BRIEF
Please return, word for word, the part of the Silistra Province text below that opens with the words containing "It was formerly" and closes with "municipality of Silistra.".

TEXT

Province in northeastern Bulgaria

Silistra Province (Област Силистра, Oblast Silistra) is a province of Bulgaria. Formerly known as the Silistra okrug, it is located on the northeast corner of Bulgaria. The province is part of the Southern Dobrudja region, with its largest and major city being Silistra. As of 2021, the province had a population of 97,770 inhabitants, making it the second least populated in the country. It is divided into seven municipalities for administrative purposes.

== History ==
During the reign of the Roman Empire in the first century BCE, the province was the location of the Roman fortress of Durostorum, and a major river port on the Danube river. In the 3rd century, it was subject of multiple attacks by the Goths. The Slavs invaded and captured the region in the 6th century. During the late Middle Ages, it was part of the First and Second Bulgarian Empires, until it fell to the Ottomans as a result of the Bulgarian–Ottoman wars of the late 14th century. Tt was later involved in the conflicts between the Ottoman and Russian Empires. As a part of Southern Dobruja, the region was included in the Principality of Bulgaria, following the liberation of the country in 1878. It was occupied by Romania during the Second Balkan War in 1913 and remained in Romania until 1940, when it was returned to Bulgaria.

== Geography ==
Silistra is one of the 28 provinces of Bulgaria.
 It was formerly known as the Silistra okrug. It shares borders with the provinces of Dobrich, Shumen, Razgard, and Rousse, and an international border with Romania.

The province is situated on the eastern end of the Danube river plains. The river is used for navigation, and irrigation purposes. It has a continental climate with hot dry summers and cool winters. The Srebarna Lake in the province is a national reserve and a UNESCO World Heritage Site.

=== Sub-divisions ===
The province is divided into seven municipalities-Alfatar, Dulovo, Glavinitsa, Kaynardzha Municipality, Silistra, Sitovo, and Tutrakan. The largest is the municipality of Silistra.

THE DATA
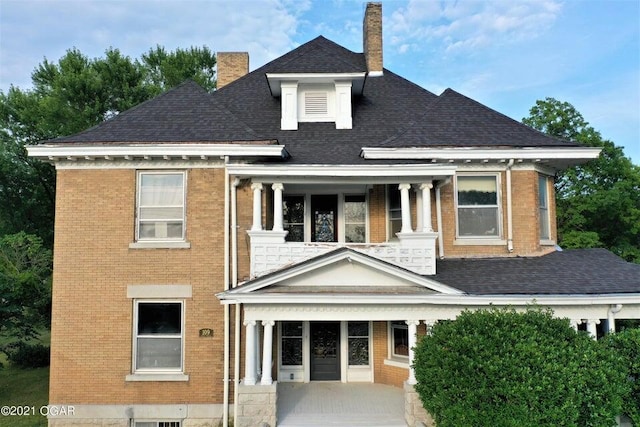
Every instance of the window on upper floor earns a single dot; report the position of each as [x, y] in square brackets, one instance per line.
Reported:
[394, 213]
[328, 218]
[316, 103]
[543, 207]
[160, 213]
[478, 206]
[158, 336]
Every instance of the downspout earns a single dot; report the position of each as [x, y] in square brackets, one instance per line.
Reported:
[439, 216]
[509, 213]
[225, 404]
[234, 283]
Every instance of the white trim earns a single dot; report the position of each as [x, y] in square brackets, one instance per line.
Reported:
[56, 152]
[159, 291]
[145, 244]
[246, 291]
[142, 376]
[366, 174]
[459, 300]
[474, 153]
[169, 373]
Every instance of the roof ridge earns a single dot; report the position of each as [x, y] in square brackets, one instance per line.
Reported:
[128, 111]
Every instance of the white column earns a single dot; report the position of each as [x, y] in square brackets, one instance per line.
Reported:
[267, 352]
[257, 206]
[591, 327]
[277, 207]
[426, 207]
[429, 323]
[413, 339]
[574, 323]
[406, 208]
[250, 353]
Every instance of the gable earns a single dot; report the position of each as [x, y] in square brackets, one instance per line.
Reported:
[342, 271]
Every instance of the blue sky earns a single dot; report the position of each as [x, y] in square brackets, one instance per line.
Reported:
[505, 54]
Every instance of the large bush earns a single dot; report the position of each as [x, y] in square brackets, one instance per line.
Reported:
[498, 367]
[627, 344]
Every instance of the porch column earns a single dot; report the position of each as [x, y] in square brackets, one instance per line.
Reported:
[574, 323]
[257, 206]
[413, 339]
[277, 206]
[591, 327]
[406, 208]
[429, 323]
[250, 353]
[267, 350]
[426, 206]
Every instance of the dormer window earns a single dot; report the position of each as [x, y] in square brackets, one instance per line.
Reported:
[316, 97]
[316, 103]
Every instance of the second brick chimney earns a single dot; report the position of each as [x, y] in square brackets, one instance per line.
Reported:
[372, 38]
[231, 66]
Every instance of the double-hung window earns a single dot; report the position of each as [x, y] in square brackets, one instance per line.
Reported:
[478, 209]
[158, 336]
[543, 208]
[399, 339]
[161, 206]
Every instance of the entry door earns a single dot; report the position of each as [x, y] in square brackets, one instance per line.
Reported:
[324, 214]
[325, 351]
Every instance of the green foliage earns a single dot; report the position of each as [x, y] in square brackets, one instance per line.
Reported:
[26, 356]
[503, 368]
[627, 345]
[598, 203]
[25, 285]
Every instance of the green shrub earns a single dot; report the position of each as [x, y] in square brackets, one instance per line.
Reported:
[498, 367]
[26, 355]
[627, 344]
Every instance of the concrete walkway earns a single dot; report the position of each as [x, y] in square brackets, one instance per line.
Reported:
[336, 404]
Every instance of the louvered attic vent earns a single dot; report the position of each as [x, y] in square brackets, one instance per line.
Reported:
[315, 104]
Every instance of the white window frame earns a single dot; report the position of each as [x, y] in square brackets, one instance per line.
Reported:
[306, 194]
[480, 238]
[327, 89]
[388, 188]
[178, 370]
[140, 174]
[392, 354]
[157, 423]
[544, 209]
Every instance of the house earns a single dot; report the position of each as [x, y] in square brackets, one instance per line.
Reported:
[306, 222]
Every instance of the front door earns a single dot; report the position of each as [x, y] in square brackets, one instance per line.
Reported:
[324, 211]
[325, 351]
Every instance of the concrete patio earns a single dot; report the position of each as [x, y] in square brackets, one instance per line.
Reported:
[336, 404]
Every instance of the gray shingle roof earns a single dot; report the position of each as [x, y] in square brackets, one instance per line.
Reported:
[391, 112]
[578, 271]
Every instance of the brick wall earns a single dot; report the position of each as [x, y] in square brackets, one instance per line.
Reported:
[92, 316]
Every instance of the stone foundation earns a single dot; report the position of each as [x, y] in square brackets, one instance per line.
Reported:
[414, 414]
[256, 405]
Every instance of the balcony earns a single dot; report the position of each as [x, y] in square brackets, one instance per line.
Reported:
[413, 250]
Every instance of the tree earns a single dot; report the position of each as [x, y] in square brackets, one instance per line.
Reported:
[25, 286]
[598, 203]
[502, 368]
[70, 96]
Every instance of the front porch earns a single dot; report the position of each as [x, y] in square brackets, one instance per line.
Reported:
[336, 404]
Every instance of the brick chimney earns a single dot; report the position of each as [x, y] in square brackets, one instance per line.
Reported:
[231, 66]
[372, 38]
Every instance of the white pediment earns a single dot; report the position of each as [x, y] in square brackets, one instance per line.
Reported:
[344, 269]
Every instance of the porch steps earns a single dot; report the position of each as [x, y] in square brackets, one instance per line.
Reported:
[335, 404]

TASK RESULT
It was formerly known as the Silistra okrug. It shares borders with the provinces of Dobrich, Shumen, Razgard, and Rousse, and an international border with Romania.

The province is situated on the eastern end of the Danube river plains. The river is used for navigation, and irrigation purposes. It has a continental climate with hot dry summers and cool winters. The Srebarna Lake in the province is a national reserve and a UNESCO World Heritage Site.

=== Sub-divisions ===
The province is divided into seven municipalities-Alfatar, Dulovo, Glavinitsa, Kaynardzha Municipality, Silistra, Sitovo, and Tutrakan. The largest is the municipality of Silistra.